◆ **SHORT PROBLEM**:
Reproduce all of the material below word for word, omitting the picture from your answer.

◆ **GIVEN RECORDS**:
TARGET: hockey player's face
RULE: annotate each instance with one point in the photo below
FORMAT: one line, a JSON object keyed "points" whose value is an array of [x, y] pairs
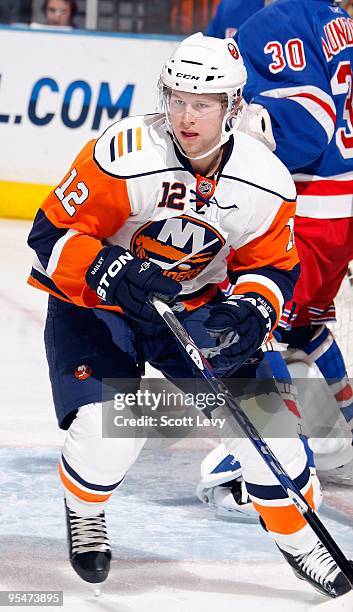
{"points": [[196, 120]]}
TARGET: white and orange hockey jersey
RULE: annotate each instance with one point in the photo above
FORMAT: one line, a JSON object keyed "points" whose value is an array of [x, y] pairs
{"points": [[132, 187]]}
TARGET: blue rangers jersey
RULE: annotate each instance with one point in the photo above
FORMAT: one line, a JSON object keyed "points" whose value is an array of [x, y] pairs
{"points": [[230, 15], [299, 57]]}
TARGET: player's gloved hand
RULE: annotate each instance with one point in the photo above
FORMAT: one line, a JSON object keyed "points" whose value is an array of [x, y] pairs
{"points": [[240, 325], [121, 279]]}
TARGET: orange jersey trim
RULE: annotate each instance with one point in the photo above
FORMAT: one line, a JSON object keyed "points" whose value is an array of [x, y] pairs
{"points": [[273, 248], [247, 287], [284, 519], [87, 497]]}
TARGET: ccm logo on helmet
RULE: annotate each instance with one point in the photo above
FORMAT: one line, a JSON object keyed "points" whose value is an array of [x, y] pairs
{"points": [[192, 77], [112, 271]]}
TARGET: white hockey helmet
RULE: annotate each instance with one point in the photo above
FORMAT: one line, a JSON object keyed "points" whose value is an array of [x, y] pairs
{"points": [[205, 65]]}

◆ **ANSWER TO THIS PROBLEM**:
TARGET: hockey player's face
RULE: annotate each instance with one point in the photo below
FORMAT: one line, a JSON object keyed "points" whose value is an array of [x, y] pairs
{"points": [[196, 120]]}
TARGET: white and orange hockey jersey
RULE: annotate each instance with one point in the photo above
FORMAT: one line, a JSON object keyed "points" whose value is an array of [x, y] pairs
{"points": [[132, 187]]}
TARGET: blue rangers jersey
RULE: annotate each instance with one point in the photo above
FORMAT: one line, a JSON object keyed "points" whose value is an array of [x, y] pairs
{"points": [[230, 15], [299, 57]]}
TARGET: player's gloved hand
RULE: annotate each instance with one point in the photo above
FORMAT: one line, a JSON object keyed "points" whose value is an array of [x, y] pairs
{"points": [[240, 325], [121, 279]]}
TARGET: orange jersey trim
RULE: annotate each instance with one point in the photo above
FORMAT: one line, a JSON object keyed "points" whose value is an array of [x, y] pairs
{"points": [[273, 248], [247, 287], [284, 519], [87, 497]]}
TARGET: ccm logo on helmet
RULE: annotate each instance with one point in the photo above
FORMAT: one line, a JSON object keyed "points" whose value is an array of [x, y] pairs
{"points": [[192, 77], [112, 271]]}
TARGET: white hockey helmet
RULE: annotate each instance with one point in the photo above
FORMAT: one line, a JSON object keyed "points" whose value is an array of [x, y] pairs
{"points": [[205, 65]]}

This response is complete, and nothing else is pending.